* **Dataset records**
################
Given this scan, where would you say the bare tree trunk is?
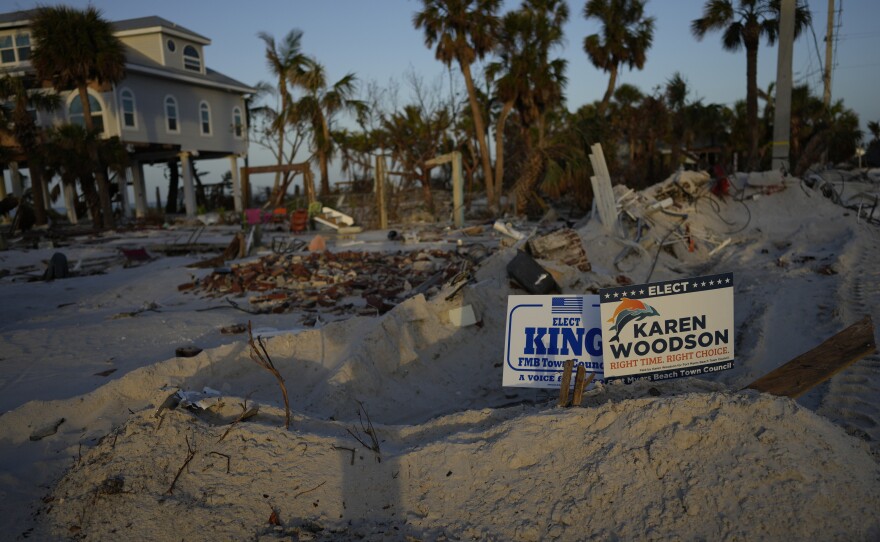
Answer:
################
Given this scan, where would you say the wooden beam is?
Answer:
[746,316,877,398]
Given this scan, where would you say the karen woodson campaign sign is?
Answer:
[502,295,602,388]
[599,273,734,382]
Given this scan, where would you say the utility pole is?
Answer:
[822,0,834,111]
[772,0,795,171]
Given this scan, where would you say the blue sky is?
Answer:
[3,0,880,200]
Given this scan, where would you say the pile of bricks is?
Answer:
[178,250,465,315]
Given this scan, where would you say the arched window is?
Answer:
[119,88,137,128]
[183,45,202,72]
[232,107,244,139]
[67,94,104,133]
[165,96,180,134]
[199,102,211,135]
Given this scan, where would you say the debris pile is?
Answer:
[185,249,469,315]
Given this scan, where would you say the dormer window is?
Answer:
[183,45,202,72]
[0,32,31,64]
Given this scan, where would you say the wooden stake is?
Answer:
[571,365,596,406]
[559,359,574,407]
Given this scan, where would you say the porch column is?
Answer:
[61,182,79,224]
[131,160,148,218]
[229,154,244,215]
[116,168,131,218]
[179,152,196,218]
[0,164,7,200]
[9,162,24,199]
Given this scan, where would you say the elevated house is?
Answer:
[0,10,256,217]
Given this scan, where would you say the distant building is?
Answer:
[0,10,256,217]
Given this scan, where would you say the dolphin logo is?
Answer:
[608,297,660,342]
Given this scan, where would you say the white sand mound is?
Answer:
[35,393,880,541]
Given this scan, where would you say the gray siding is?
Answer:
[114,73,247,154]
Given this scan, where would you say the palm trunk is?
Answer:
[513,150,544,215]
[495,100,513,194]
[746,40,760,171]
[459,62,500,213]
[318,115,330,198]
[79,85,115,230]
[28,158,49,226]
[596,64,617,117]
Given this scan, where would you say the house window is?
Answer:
################
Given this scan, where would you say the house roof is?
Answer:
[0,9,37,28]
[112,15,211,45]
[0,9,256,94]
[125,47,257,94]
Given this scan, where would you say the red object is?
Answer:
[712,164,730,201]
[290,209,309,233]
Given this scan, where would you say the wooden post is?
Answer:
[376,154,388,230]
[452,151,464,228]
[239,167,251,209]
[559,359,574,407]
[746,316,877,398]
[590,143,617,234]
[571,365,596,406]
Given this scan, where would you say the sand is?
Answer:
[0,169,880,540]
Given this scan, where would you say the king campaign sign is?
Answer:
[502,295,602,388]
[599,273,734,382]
################
Pull out every row above that contains the word "pile" and copy each one in full.

Given this scan, where would you say the pile of bricks is?
Given this scan, where would you say the debris pile is?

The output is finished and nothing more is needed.